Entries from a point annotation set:
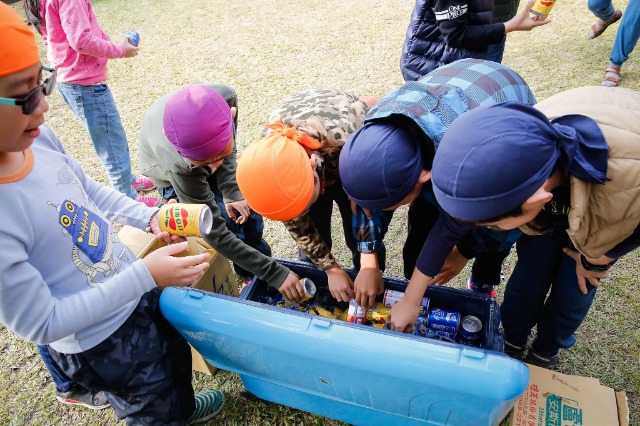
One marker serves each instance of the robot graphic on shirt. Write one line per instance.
(90, 235)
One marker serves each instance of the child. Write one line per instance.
(387, 163)
(571, 184)
(79, 49)
(187, 148)
(443, 31)
(291, 175)
(67, 281)
(626, 37)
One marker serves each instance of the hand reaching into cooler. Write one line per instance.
(168, 270)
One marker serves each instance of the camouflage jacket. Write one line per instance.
(329, 116)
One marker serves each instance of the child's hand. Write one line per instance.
(241, 207)
(168, 270)
(340, 284)
(404, 315)
(524, 21)
(130, 49)
(291, 287)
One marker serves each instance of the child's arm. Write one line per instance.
(309, 240)
(81, 34)
(28, 308)
(441, 240)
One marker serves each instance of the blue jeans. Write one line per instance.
(249, 232)
(62, 381)
(95, 108)
(628, 31)
(542, 267)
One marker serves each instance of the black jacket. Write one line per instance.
(443, 31)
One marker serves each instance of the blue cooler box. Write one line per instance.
(351, 372)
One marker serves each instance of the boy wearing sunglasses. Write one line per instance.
(187, 148)
(66, 280)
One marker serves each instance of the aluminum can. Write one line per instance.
(440, 319)
(378, 315)
(133, 37)
(470, 327)
(186, 220)
(391, 297)
(542, 7)
(356, 313)
(309, 288)
(424, 306)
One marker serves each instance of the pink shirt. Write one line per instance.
(76, 45)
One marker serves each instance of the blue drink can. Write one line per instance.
(443, 320)
(470, 327)
(133, 36)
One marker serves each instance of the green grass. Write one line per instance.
(267, 49)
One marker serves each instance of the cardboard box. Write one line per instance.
(219, 278)
(555, 399)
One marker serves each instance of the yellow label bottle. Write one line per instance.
(542, 7)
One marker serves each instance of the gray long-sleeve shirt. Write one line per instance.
(65, 278)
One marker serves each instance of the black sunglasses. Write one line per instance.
(31, 101)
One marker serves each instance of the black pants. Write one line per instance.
(144, 367)
(421, 218)
(321, 212)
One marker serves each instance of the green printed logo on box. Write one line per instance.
(562, 411)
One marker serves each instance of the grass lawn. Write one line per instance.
(267, 49)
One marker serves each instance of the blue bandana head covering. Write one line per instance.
(492, 159)
(379, 165)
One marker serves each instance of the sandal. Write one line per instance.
(611, 77)
(600, 25)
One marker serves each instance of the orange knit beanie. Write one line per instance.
(18, 49)
(275, 174)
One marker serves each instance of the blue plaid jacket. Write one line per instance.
(433, 102)
(438, 98)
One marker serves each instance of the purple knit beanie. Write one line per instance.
(198, 122)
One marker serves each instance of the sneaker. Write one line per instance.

What the task asks:
Arrange all the lines above as a numbered list, skipping any blank lines. Leave the picture out of your answer.

Finished exercise:
1. One marker serves each instance of the robot graphic on shirt. Write one line per instance.
2. (90, 235)
3. One marker serves each instance of the child. Write one line per instance.
4. (387, 163)
5. (571, 184)
6. (79, 49)
7. (187, 148)
8. (443, 31)
9. (291, 175)
10. (67, 281)
11. (626, 37)
12. One marker serves each instance of the hand reaching into cooler. Write one line per instance.
13. (168, 270)
14. One marker serves each instance of the camouflage jacket. Write one line per instance.
15. (329, 116)
16. One marker serves each instance of the child's hand. Write one line per instance.
17. (241, 207)
18. (168, 270)
19. (340, 284)
20. (404, 315)
21. (524, 21)
22. (130, 49)
23. (291, 287)
24. One marker serves each instance of the child's arm. Write one line per instance.
25. (309, 240)
26. (81, 34)
27. (28, 308)
28. (441, 240)
29. One marker serves each instance of the blue jeans. Write one line per instance.
30. (249, 232)
31. (62, 381)
32. (95, 108)
33. (628, 31)
34. (542, 267)
35. One marker serves each instance of the black jacket. Write one line per instance.
36. (443, 31)
37. One marker serves each instance of the blue cooler box. Write one line per instance.
38. (351, 372)
39. One marker serves each instance of the boy wearing sunglasses. Write one line per instance.
40. (187, 148)
41. (66, 280)
42. One marker serves each instance of the aluminum can. Write one line per instance.
43. (440, 319)
44. (378, 315)
45. (133, 37)
46. (470, 327)
47. (186, 220)
48. (391, 297)
49. (542, 7)
50. (356, 313)
51. (309, 288)
52. (424, 306)
53. One marker serves each instance of the pink shirt. Write one line per instance.
54. (76, 45)
55. One marker serves each instance of the blue drink can. Write one line per instance.
56. (443, 320)
57. (470, 327)
58. (133, 36)
59. One marker serves each instance of the green grass. Write one line per instance.
60. (267, 49)
61. One marker serves each instance of the cardboard box. Write one line per instance.
62. (219, 278)
63. (555, 399)
64. One marker serves each instance of the yellow label bottle. Write one line per instance.
65. (542, 7)
66. One marker serves each instance of the gray long-sleeve shirt. Write one line per instance.
67. (65, 278)
68. One marker serves each instance of the black sunglasses. Write one line per instance.
69. (31, 101)
70. One marker serves each instance of the black pants. Write one line per instance.
71. (144, 367)
72. (421, 218)
73. (321, 212)
74. One marker serves each instance of the green printed logo on box. Write one line per instance.
75. (562, 411)
76. One marker serves each instance of the grass lawn. Write one line per instance.
77. (267, 49)
78. One marker serves each instance of the blue bandana head covering. Write one line per instance.
79. (492, 159)
80. (379, 165)
81. One marker serves each instance of the sandal. Write one line per instance.
82. (611, 77)
83. (600, 25)
84. One marker serves each instance of the orange knit beanie. Write one line per instance.
85. (18, 49)
86. (275, 174)
87. One marker serves each instance of the blue plaid jacket. Write one line per instance.
88. (433, 102)
89. (438, 98)
90. One marker serves each instance of the purple knit beanie. Write one line per instance.
91. (198, 122)
92. One marker serves each instance of the sneaker. Write one line per instance.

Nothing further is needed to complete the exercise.